PAGE ::
Bola Ahmed Tinubu chose a northern Muslim running mate even though he is also a Muslim not because he hates Christians (his wife is a pastor, and all his children are Christians) but because it was the surest means to actualize his end. He had a choice between doing the “right” thing and “losing” and doing the “wrong” thing and “winning.” Like all politicians, he chose the option that came with “winning.”

 In the Southwest, moreover, he galvanized the support of people, irrespective of religious affiliation, by appealing to the common ethnic origins he shares with the people there. Meanwhile, among northern Muslims, he played up his Muslim identity to achieve identification with that voting bloc.

Atiku Abubakar tried to blunt Tinubu’s northern Muslim appeal by calling attention to the common ethnic and regional identity he shares with northern voters. His electoral battle cry in the North was “naka sai naka,” which translates as “yours is yours.” That’s a direct challenge to Tinubu who, although a Muslim, isn’t a northerner. This is in spite of Atiku’s reputation as a tolerant, broadminded, cosmopolitan politician who isn’t beholden to narrow ethnic, regional, and religious loyalties.  

In the South, meanwhile, Atiku sought to appeal to the emotions of the people of the Southeast by saying he has always been an unwavering friend of theirs and that he is the surest and shortest path to an Igbo presidency. Every single running mate he has had since he started running for president, he pointed out, has been an Igbo man, even if his latest running mate, Ifeanyichukwu Okowa, is a Midwestern Igbo whose people have historically disavowed affiliation with Southeastern Igbos.

GIVEN INFORMATION ::

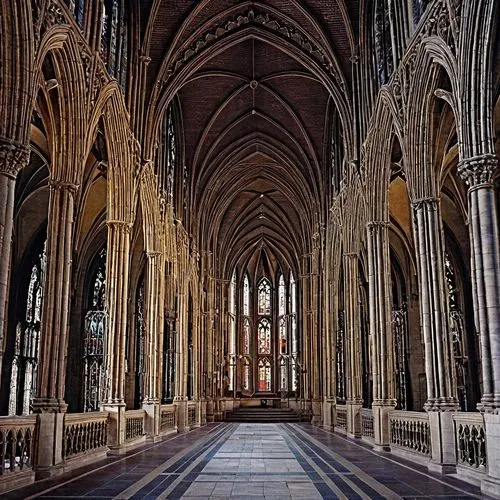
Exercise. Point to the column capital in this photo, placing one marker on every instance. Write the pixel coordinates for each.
(429, 202)
(13, 157)
(119, 225)
(374, 225)
(478, 170)
(59, 185)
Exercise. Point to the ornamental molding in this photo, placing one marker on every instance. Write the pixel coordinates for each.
(253, 17)
(478, 169)
(13, 157)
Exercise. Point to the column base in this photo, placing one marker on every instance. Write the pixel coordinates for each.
(48, 472)
(490, 487)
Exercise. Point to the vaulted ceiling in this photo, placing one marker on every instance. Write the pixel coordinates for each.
(256, 83)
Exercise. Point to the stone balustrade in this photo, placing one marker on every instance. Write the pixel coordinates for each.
(470, 439)
(341, 422)
(167, 418)
(134, 424)
(367, 430)
(85, 433)
(410, 431)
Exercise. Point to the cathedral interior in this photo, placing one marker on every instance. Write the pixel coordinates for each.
(214, 206)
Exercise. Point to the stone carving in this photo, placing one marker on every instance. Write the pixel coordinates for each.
(478, 170)
(249, 18)
(13, 157)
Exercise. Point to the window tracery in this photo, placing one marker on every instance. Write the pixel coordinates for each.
(27, 341)
(94, 349)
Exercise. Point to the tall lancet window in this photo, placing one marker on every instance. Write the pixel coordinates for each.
(114, 40)
(283, 334)
(94, 349)
(140, 345)
(27, 342)
(245, 344)
(232, 331)
(294, 334)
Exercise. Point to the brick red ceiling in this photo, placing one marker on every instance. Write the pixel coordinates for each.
(244, 139)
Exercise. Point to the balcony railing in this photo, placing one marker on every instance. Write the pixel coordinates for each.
(341, 417)
(167, 418)
(84, 433)
(134, 424)
(367, 423)
(191, 415)
(16, 444)
(470, 439)
(410, 431)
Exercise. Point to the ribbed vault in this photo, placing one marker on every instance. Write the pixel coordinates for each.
(254, 83)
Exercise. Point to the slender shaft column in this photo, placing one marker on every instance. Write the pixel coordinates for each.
(485, 265)
(441, 393)
(154, 337)
(49, 401)
(13, 157)
(381, 341)
(353, 345)
(117, 282)
(428, 241)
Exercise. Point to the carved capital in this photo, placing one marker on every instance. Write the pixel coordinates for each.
(57, 185)
(119, 226)
(430, 204)
(478, 169)
(375, 226)
(13, 157)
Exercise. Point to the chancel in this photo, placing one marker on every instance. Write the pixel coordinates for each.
(249, 242)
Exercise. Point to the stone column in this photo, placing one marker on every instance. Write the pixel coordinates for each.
(354, 399)
(441, 395)
(485, 267)
(13, 157)
(154, 337)
(117, 282)
(49, 401)
(381, 341)
(181, 363)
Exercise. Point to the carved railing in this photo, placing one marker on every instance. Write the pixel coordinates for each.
(16, 443)
(84, 432)
(341, 417)
(134, 424)
(470, 439)
(167, 418)
(410, 431)
(367, 423)
(191, 415)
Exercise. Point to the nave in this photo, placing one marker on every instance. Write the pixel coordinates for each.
(267, 461)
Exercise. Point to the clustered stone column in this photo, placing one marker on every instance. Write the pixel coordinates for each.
(13, 157)
(154, 341)
(382, 355)
(485, 267)
(49, 401)
(441, 394)
(117, 281)
(353, 369)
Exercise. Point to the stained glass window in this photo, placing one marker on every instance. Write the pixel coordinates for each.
(246, 296)
(95, 337)
(246, 336)
(246, 374)
(264, 340)
(27, 341)
(264, 375)
(232, 330)
(140, 335)
(264, 297)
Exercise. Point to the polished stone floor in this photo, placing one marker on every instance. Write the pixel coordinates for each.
(251, 461)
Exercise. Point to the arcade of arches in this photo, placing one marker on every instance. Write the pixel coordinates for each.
(206, 204)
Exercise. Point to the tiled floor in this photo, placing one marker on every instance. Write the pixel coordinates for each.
(267, 461)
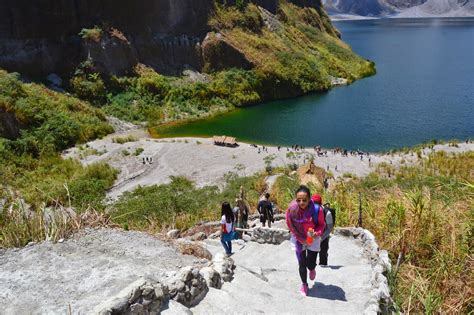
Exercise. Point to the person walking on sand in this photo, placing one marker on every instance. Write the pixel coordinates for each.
(227, 227)
(306, 224)
(329, 222)
(265, 210)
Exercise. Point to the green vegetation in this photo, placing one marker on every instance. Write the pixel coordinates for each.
(180, 204)
(300, 54)
(125, 139)
(92, 34)
(422, 214)
(30, 165)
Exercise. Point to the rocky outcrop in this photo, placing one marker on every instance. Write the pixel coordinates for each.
(219, 54)
(380, 301)
(42, 37)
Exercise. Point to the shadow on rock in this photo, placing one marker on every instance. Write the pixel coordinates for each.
(328, 292)
(336, 267)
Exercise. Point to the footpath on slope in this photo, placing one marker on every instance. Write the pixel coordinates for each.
(266, 280)
(206, 164)
(105, 271)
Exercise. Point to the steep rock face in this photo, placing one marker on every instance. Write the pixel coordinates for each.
(39, 37)
(219, 54)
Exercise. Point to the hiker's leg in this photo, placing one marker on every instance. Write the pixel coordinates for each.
(302, 267)
(311, 259)
(323, 255)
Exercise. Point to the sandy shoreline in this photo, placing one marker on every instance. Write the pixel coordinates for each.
(205, 163)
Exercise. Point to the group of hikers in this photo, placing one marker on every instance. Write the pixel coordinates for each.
(308, 221)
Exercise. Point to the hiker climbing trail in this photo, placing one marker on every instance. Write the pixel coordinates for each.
(266, 281)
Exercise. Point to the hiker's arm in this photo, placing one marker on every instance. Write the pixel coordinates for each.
(289, 223)
(329, 225)
(321, 225)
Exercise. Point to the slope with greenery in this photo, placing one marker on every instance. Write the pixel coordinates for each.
(30, 165)
(294, 52)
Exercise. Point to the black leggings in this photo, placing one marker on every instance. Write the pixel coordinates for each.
(323, 254)
(307, 261)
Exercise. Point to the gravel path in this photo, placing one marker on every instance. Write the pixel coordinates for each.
(205, 163)
(267, 281)
(96, 264)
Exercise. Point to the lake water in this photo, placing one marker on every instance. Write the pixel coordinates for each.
(423, 90)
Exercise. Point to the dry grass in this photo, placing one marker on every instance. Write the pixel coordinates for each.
(21, 225)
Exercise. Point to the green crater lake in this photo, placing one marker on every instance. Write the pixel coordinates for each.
(423, 90)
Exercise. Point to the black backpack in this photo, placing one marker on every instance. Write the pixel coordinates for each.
(327, 207)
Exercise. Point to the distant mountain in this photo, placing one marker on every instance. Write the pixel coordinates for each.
(400, 8)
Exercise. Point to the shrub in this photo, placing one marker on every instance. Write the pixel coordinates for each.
(91, 34)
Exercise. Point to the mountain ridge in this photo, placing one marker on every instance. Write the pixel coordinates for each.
(400, 8)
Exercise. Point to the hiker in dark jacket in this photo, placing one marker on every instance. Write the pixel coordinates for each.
(323, 254)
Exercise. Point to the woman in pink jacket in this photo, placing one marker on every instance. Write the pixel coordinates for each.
(306, 224)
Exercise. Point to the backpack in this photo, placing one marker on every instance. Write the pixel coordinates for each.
(327, 207)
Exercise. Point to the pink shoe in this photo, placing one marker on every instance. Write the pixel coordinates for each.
(304, 289)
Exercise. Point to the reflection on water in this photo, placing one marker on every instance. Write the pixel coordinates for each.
(423, 90)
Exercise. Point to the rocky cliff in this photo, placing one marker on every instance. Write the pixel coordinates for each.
(42, 37)
(401, 8)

PROBLEMS TO WORK ON ::
**A.** In the text on the presidential candidates, what does Atiku Abubakar's northern battle cry "naka sai naka" translate as?
**B.** In the text on the presidential candidates, rewrite the passage starting at "In the Southwest, moreover, he" and ending at "that voting bloc.", with "galvanized" changed to "mobilized".

SOLUTIONS BY TASK ::
**A.** It translates as "yours is yours."

**B.**
In the Southwest, moreover, he mobilized the support of people, irrespective of religious affiliation, by appealing to the common ethnic origins he shares with the people there. Meanwhile, among northern Muslims, he played up his Muslim identity to achieve identification with that voting bloc.